Set down the line that contains "In this exercise you will find the cardboard" and every line after it to the end of the entries, exactly as they stand and nothing more.

Point labeling dataset excerpts
Begin
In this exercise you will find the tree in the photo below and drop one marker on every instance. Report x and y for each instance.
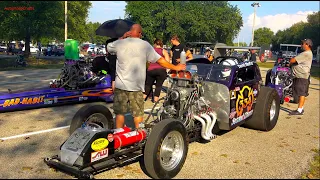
(190, 20)
(299, 31)
(263, 36)
(92, 37)
(43, 19)
(241, 44)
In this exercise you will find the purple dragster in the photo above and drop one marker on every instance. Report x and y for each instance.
(77, 84)
(280, 78)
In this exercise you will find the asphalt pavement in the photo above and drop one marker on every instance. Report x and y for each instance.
(5, 56)
(241, 153)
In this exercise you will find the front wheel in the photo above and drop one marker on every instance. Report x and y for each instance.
(93, 113)
(166, 150)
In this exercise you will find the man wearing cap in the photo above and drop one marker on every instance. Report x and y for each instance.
(301, 71)
(253, 56)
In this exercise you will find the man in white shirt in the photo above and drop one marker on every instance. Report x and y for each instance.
(301, 71)
(132, 56)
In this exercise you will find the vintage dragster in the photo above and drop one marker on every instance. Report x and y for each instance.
(76, 84)
(200, 101)
(280, 78)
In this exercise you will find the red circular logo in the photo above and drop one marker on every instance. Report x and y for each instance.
(110, 137)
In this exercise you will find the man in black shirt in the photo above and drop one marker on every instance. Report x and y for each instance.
(253, 56)
(107, 63)
(177, 49)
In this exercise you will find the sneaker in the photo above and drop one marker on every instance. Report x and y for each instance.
(294, 102)
(296, 112)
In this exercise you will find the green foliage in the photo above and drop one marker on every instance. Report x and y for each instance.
(45, 21)
(213, 21)
(242, 44)
(91, 31)
(263, 36)
(299, 31)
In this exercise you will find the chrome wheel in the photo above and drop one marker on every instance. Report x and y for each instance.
(171, 150)
(273, 109)
(97, 119)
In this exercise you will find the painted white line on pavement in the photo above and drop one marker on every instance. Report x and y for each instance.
(47, 130)
(33, 133)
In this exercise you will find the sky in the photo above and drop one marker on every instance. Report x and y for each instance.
(276, 15)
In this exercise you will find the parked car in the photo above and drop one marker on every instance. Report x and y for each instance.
(48, 51)
(32, 49)
(3, 47)
(89, 48)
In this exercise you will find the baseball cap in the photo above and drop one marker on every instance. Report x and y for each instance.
(308, 42)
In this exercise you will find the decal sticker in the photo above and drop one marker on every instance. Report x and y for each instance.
(99, 144)
(102, 92)
(55, 99)
(241, 118)
(232, 114)
(130, 134)
(27, 100)
(250, 63)
(47, 101)
(110, 137)
(95, 156)
(244, 100)
(233, 95)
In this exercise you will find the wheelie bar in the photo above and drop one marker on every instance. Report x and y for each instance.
(87, 171)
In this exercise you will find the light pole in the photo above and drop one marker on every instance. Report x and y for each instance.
(65, 20)
(254, 5)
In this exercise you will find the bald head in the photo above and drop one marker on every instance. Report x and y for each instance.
(136, 31)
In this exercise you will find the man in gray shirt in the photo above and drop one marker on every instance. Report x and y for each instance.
(133, 54)
(301, 71)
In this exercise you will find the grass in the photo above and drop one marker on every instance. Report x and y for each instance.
(315, 70)
(7, 64)
(314, 170)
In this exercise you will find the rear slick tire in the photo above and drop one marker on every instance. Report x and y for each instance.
(266, 111)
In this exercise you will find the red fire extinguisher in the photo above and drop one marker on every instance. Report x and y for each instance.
(127, 138)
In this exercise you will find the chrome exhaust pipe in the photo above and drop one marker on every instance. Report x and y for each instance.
(203, 128)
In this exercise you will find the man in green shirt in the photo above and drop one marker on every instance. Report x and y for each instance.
(301, 71)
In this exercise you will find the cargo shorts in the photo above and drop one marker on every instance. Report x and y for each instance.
(132, 99)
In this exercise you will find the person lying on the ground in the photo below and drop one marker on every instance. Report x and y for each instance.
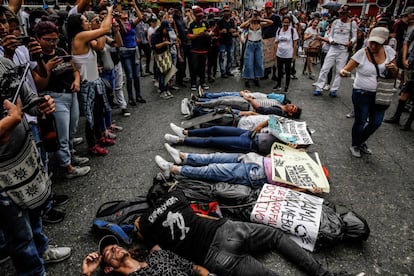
(205, 96)
(222, 246)
(338, 223)
(114, 259)
(226, 138)
(249, 169)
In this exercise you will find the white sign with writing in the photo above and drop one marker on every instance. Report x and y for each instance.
(298, 168)
(295, 213)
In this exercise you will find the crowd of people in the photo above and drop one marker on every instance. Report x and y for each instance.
(79, 60)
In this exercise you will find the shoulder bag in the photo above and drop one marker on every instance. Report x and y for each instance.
(385, 87)
(23, 178)
(163, 61)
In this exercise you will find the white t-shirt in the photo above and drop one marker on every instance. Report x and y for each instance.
(311, 31)
(366, 74)
(285, 42)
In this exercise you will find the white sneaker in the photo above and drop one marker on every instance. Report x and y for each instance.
(175, 153)
(171, 139)
(56, 254)
(327, 87)
(355, 151)
(177, 130)
(164, 165)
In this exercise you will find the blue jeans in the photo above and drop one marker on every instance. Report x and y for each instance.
(223, 137)
(132, 73)
(253, 61)
(226, 49)
(25, 240)
(364, 107)
(67, 118)
(234, 241)
(227, 167)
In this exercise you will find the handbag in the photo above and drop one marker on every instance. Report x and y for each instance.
(48, 132)
(163, 61)
(24, 179)
(385, 87)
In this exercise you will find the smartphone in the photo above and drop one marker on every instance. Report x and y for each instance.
(24, 40)
(66, 58)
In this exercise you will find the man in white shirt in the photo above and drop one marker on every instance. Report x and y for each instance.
(342, 36)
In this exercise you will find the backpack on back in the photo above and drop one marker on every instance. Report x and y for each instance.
(117, 218)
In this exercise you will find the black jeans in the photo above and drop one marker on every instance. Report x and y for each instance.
(198, 68)
(283, 63)
(229, 252)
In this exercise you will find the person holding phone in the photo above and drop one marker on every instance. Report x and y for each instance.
(63, 84)
(253, 68)
(92, 96)
(21, 227)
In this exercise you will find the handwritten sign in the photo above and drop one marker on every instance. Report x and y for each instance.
(289, 131)
(297, 214)
(268, 52)
(298, 168)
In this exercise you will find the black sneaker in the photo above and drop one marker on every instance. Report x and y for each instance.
(53, 216)
(125, 112)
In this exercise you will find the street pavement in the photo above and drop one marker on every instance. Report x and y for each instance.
(380, 187)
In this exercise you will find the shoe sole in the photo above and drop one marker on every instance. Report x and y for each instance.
(58, 260)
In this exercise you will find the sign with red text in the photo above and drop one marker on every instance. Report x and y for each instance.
(295, 213)
(297, 168)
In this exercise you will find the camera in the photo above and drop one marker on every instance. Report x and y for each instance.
(24, 40)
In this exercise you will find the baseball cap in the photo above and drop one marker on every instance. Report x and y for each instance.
(344, 9)
(198, 11)
(379, 35)
(105, 241)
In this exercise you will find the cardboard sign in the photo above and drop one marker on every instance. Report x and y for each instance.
(269, 55)
(297, 214)
(297, 168)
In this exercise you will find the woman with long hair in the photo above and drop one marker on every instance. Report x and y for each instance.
(92, 97)
(253, 68)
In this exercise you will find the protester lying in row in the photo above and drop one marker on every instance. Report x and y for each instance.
(227, 138)
(202, 96)
(222, 246)
(261, 106)
(337, 223)
(249, 169)
(115, 259)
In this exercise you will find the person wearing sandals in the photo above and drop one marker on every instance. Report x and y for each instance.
(253, 68)
(365, 86)
(92, 96)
End
Response:
In this exercise you will find the cardboard sign in the photo above and drop one marker on every instance. Report x and y for each instance.
(269, 55)
(297, 214)
(297, 168)
In this exercise you will find the woman with long hair in the photo above and drop one marker on every instance. Report x and y for each instance.
(92, 97)
(253, 68)
In this exercise you will find the protester lying in row in the photo above and drop one marker on every instance. Report x and y for each instance.
(227, 138)
(202, 96)
(222, 246)
(261, 106)
(337, 223)
(249, 169)
(115, 259)
In this exercise you will find the person wearing sandals in the photo above and drop one marker on every instance. Report x and y for each instance.
(253, 68)
(365, 86)
(92, 96)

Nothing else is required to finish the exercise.